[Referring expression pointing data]
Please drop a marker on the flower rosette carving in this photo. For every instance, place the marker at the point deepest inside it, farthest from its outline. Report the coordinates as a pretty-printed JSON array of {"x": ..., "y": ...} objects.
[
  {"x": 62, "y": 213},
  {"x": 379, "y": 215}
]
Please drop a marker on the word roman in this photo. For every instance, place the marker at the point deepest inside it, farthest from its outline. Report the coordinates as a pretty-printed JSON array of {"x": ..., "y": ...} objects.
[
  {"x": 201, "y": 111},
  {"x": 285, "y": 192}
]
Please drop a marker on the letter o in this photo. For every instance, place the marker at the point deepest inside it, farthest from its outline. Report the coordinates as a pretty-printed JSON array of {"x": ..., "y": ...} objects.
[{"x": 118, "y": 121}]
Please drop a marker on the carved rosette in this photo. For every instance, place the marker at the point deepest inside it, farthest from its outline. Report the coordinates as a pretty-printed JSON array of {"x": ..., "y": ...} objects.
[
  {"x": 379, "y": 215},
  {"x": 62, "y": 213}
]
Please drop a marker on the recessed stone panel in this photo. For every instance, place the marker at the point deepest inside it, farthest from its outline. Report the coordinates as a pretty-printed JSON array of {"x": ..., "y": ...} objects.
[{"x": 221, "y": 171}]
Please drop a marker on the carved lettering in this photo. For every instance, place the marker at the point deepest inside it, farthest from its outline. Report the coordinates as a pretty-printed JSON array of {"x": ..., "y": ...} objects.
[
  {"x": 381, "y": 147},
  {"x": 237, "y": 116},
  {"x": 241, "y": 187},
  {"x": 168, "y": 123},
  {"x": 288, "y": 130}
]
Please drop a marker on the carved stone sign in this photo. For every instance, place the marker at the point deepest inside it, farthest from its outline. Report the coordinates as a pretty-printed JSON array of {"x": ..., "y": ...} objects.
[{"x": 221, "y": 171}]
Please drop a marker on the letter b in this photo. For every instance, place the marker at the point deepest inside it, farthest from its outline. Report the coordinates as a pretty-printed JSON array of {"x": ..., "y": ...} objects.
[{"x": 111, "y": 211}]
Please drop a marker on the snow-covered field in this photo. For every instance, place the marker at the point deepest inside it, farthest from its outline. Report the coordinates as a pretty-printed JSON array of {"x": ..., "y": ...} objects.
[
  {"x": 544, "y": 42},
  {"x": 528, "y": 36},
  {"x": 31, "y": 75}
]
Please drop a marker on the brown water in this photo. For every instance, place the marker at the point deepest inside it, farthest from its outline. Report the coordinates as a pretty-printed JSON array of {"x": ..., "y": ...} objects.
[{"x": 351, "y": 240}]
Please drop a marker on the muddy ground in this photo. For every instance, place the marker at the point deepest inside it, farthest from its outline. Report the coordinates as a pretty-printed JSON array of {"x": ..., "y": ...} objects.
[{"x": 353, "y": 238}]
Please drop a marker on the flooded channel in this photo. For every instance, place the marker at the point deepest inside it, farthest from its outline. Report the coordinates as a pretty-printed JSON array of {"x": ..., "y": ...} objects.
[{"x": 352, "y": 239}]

◆ **Activity**:
Transcribe the data in full, matching every line exactly.

◆ **Result of the exercise**:
Please drop a marker on the flower rosette carving in this photo. For every instance, place the marker at the point deepest inside it, farthest from its outline. Report the coordinates as a pretty-printed JSON array of {"x": ..., "y": ...} objects.
[
  {"x": 62, "y": 213},
  {"x": 379, "y": 215}
]
Please drop a marker on the word roman in this photo. For every instance, place the marker at the point deepest inside it, farthest from its outline. Report the coordinates as a pretty-printed JSON array of {"x": ..., "y": ...} objects.
[
  {"x": 201, "y": 111},
  {"x": 285, "y": 192}
]
Please drop a marker on the letter o in this photo. For every instance, place the marker at the point deepest inside it, farthest from its outline. Report the coordinates as a pretty-printed JSON array of {"x": ..., "y": ...} objects.
[{"x": 118, "y": 121}]
Please drop a marker on the carved rosette in this photo. For every instance, place the marker at the point deepest inside it, farthest from its outline. Report the coordinates as a pretty-printed JSON array of {"x": ..., "y": ...} objects.
[
  {"x": 379, "y": 215},
  {"x": 62, "y": 213}
]
Please drop a marker on the recessed stone panel in this photo. For every instance, place the marker at the point deepest inside it, farthest from its outline. Report the coordinates as a pretty-printed JSON array of {"x": ..., "y": ...} objects.
[{"x": 221, "y": 171}]
Please drop a marker on the carved lettering in this photo. For every instance, place the marker at the point deepest inside it, farthest from its outline. Report the coordinates as a pretty-printed JSON array of {"x": ..., "y": ...} objects.
[
  {"x": 381, "y": 147},
  {"x": 237, "y": 116},
  {"x": 241, "y": 187},
  {"x": 168, "y": 123},
  {"x": 288, "y": 130}
]
Please drop a marker on the carved stone sign in this photo. For every instance, place the marker at the point deepest inside it, farthest from its outline. Report the coordinates as a pretty-printed JSON array of {"x": ..., "y": ...} objects.
[{"x": 221, "y": 171}]
Please drop a marker on the letter b in this photo. For every instance, place the marker at the point deepest inside it, farthest from its outline. Report the coordinates as a pretty-printed JSON array of {"x": ..., "y": ...} objects.
[{"x": 111, "y": 211}]
Please drop a marker on the snow-covered field in this photo. For every instance, place the marker at the point deepest inside it, farthest from its outline. Report the coordinates as a pretty-printed JSON array of {"x": ..., "y": ...} objects.
[
  {"x": 544, "y": 42},
  {"x": 528, "y": 36},
  {"x": 31, "y": 75}
]
Please drop a marker on the brown water in this photo. For every instance, place the marker at the point deepest inside it, farthest from its outline. Report the coordinates as a pretty-printed JSON array of {"x": ..., "y": ...} objects.
[{"x": 351, "y": 240}]
Please drop a marker on the muddy ground in this photo. For every instance, place the marker at the point deepest inside it, farthest from its outline. Report the coordinates as a pretty-printed JSON array of {"x": ..., "y": ...} objects.
[{"x": 353, "y": 238}]
Please drop a marker on the flooded channel in this photo. For every instance, place the marker at the point deepest inside it, farthest from its outline. Report the coordinates as a pretty-printed JSON array of {"x": ..., "y": ...} objects.
[{"x": 352, "y": 239}]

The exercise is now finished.